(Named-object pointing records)
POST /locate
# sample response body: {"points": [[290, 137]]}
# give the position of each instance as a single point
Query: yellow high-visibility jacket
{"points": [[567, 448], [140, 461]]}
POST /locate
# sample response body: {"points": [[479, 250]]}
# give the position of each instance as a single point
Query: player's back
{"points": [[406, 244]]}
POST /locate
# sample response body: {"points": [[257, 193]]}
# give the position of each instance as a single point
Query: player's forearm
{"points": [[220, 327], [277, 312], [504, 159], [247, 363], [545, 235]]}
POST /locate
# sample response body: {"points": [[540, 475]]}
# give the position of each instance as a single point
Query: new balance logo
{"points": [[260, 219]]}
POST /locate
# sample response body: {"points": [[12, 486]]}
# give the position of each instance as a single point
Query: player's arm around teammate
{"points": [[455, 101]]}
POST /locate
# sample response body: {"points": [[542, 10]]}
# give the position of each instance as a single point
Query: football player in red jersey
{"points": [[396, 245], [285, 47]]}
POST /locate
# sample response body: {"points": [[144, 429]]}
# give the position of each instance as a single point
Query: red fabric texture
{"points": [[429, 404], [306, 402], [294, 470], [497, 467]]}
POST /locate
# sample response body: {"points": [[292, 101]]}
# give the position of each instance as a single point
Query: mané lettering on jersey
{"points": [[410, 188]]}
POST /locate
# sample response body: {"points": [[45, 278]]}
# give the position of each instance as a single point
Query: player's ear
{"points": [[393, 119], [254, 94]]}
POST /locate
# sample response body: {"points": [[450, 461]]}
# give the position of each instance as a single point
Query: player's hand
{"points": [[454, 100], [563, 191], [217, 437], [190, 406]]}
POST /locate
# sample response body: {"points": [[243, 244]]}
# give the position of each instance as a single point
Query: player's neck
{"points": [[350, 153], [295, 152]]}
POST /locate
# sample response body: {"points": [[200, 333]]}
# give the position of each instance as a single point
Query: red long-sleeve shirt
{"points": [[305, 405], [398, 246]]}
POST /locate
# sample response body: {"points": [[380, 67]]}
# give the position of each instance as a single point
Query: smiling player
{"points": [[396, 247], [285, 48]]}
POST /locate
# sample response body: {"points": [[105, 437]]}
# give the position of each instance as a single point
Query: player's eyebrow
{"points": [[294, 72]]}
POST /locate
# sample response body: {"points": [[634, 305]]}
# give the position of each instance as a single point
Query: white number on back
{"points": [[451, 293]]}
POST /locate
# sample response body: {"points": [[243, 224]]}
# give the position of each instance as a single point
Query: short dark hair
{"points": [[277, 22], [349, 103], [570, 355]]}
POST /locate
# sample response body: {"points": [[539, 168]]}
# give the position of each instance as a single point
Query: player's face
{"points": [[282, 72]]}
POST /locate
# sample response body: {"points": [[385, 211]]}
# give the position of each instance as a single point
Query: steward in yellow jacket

- Written request: Please quote every record above exactly as it appears.

- Answer in full:
POST /locate
# sample response body: {"points": [[290, 137]]}
# give the position of each instance as a single point
Query: yellow high-visibility jacket
{"points": [[567, 448], [140, 461]]}
POST /locate
# sample response body: {"points": [[479, 250]]}
# give the position of each instance as a single point
Query: player's back
{"points": [[406, 244]]}
POST /locate
# sample response body: {"points": [[257, 193]]}
# give the position of each instance as a single point
Query: player's forearm
{"points": [[220, 327], [277, 312], [504, 159], [247, 363], [545, 235]]}
POST /locate
# sample response body: {"points": [[540, 475]]}
# give the position of each instance as a single point
Query: new balance logo
{"points": [[260, 219]]}
POST /locate
# sample response body: {"points": [[12, 486]]}
# give the position of each instance as a single point
Query: player's arm around teammate
{"points": [[455, 101]]}
POST /locate
# sample response body: {"points": [[542, 10]]}
# give the position of each instance as a single point
Query: football player in red jersey
{"points": [[396, 245], [285, 47]]}
POST /locate
# sample response body: {"points": [[144, 429]]}
# give the position of each instance as a single point
Query: red fabric texture
{"points": [[429, 404], [306, 402], [294, 470], [497, 467]]}
POST /locate
# sample response body: {"points": [[292, 101]]}
# give the position of each instance as a single point
Query: mané lettering on jersey
{"points": [[410, 188]]}
POST /locate
# sample response body: {"points": [[45, 278]]}
# give the position of each instance as a single point
Query: player's ear
{"points": [[393, 119], [254, 94]]}
POST /locate
# sample response body: {"points": [[450, 461]]}
# give the position of each instance as a single point
Query: player's hand
{"points": [[454, 100], [563, 191], [217, 437], [190, 406]]}
POST /locate
# sample response body: {"points": [[243, 244]]}
# give the position of each instance as a single point
Query: player's neck
{"points": [[350, 153], [295, 152]]}
POST /locate
# sample response body: {"points": [[200, 333]]}
# give the position of each instance as a single point
Query: red long-sleeve shirt
{"points": [[305, 405], [398, 246]]}
POST /locate
# sample response body: {"points": [[380, 67]]}
# give the position of each instance as a single point
Query: smiling player
{"points": [[396, 247], [285, 48]]}
POST /locate
# sample response body: {"points": [[105, 437]]}
# give the position of each instance as a single point
Query: player's eyebrow
{"points": [[294, 72]]}
POST /locate
# sample response body: {"points": [[634, 305]]}
# give the position of each instance as a single point
Query: white number on back
{"points": [[451, 293]]}
POST /locate
# sample response body: {"points": [[243, 224]]}
# give the position of each instance as a single point
Query: short dark hair
{"points": [[277, 22], [349, 103], [570, 355]]}
POST /locate
# sample response body: {"points": [[539, 168]]}
# give the position of each instance as a single point
Query: player's face
{"points": [[282, 72]]}
POST /locate
# sample response body: {"points": [[385, 211]]}
# give the position of each instance as a single point
Query: steward in yellow jacket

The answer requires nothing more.